Read more from Slate's Sept. 11 anniversary coverage.
This is adapted from Mueller and Stewart's new Terror, Security, and Money: Balancing the Risks, Benefits, and Costs of Homeland Security. Read yesterday's excerpt about why the government won't subject homeland security to a cost-benefit analysis, and check back tomorrow for a final article about which—if any—homeland security measures justify their cost.
A recent book by Gregory Treverton, a risk analyst at the RAND Corporation whose work we have found highly valuable, contains a curious reflection:
When I spoke about the terrorist threat, especially in the first years after 2001, I was often asked what people could do to protect their family and home. I usually responded by giving the analyst's answer, what I labeled "the RAND answer." Anyone's probability of being killed by a terrorist today was essentially zero and would be tomorrow, barring a major discontinuity. So, they should do nothing. It is not surprising that the answer was hardly satisfying, and I did not regard it as such.
From this experience, he concluded, "People want information, but the challenge for government is to warn without terrifying."
It is not clear why anyone should find his observation unsatisfying since it simply puts the terrorist threat in general and in personal context, suggesting that excessive alarm about the issue is scarcely called for. It is, one might suspect, exactly the kind of accurate, reassuring, adult, and nonterrifying information people have been yearning for. And it deals frontally with a key issue in risk assessment: evaluating the likelihood of a terrorist attack.
Treverton's "RAND answer," calmly (and accurately) detailing the likelihood of the terrorist hazard and putting it in reasonable context, has scarcely ever been duplicated by politicians and officials in charge of providing public safety. Instead the awkward problem of dealing with exceedingly low probabilities has been finessed—and questionable expenditures accordingly justified—by stratagems that in various ways embrace a form of risk aversion that can be called "probability neglect."
Legal scholar and White House official Cass Sunstein, who seems to have invented the phrase, "probability neglect," assesses the version of the phenomena that comes into being when "emotions are intensely engaged," as they were after 9/11. Under that circumstance, he argues, "people's attention is focused on the bad outcome itself, and they are inattentive to the fact that it is unlikely to occur." Moreover, they are inclined to "demand a substantial governmental response—even if the magnitude of the risk does not warrant the response."

_Data supplied_
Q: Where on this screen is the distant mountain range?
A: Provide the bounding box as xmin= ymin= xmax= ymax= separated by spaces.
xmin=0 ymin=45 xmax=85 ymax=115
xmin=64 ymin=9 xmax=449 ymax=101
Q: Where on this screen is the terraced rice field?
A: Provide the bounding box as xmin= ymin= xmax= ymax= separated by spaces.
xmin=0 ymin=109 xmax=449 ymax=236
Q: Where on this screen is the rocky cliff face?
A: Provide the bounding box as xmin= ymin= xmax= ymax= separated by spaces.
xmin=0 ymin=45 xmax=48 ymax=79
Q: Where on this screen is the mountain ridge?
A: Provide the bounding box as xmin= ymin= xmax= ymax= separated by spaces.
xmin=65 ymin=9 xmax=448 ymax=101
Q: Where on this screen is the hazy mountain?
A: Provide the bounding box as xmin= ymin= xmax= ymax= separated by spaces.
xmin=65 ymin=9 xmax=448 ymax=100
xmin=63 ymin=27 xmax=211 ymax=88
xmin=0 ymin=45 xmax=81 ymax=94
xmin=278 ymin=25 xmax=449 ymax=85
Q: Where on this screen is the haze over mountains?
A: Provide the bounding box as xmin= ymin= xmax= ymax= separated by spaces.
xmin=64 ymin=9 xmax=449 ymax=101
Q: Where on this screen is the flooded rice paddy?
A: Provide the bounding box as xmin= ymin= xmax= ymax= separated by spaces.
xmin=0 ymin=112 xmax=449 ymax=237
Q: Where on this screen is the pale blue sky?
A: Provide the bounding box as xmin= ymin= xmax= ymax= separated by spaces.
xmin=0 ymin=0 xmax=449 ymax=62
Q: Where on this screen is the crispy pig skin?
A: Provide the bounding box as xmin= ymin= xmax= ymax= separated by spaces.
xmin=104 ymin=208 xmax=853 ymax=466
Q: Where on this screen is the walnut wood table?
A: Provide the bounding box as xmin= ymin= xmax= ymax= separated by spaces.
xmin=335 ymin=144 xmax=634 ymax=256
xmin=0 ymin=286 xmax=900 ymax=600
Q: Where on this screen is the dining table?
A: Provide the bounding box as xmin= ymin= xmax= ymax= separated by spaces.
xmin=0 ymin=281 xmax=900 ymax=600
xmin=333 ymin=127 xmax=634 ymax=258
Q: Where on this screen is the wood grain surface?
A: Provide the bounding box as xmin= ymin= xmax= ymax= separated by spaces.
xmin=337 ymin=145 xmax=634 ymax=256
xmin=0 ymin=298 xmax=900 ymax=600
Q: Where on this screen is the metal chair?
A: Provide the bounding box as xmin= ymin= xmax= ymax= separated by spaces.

_Task details_
Please retype, word for word, the part of the excerpt on terrorism risk between "It is not clear" and "a terrorist attack.", inclusive.

_Exercise answer_
It is not clear why anyone should find his observation unsatisfying since it simply puts the terrorist threat in general and in personal context, suggesting that excessive alarm about the issue is scarcely called for. It is, one might suspect, exactly the kind of accurate, reassuring, adult, and nonterrifying information people have been yearning for. And it deals frontally with a key issue in risk assessment: evaluating the likelihood of a terrorist attack.